Task:
Reproduce the data below verbatim, line by line, and leave out the pictures.

Stored records:
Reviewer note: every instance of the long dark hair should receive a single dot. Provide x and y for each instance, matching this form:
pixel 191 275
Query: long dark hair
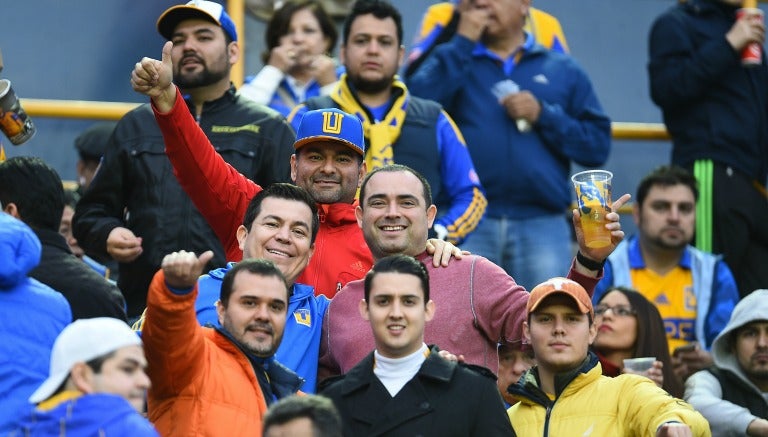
pixel 281 21
pixel 651 338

Complete answer:
Reviewer note: every instance of the long dark hair should receive a single dot. Provide x and y for each instance, matching this form:
pixel 191 275
Query: long dark hair
pixel 281 21
pixel 651 338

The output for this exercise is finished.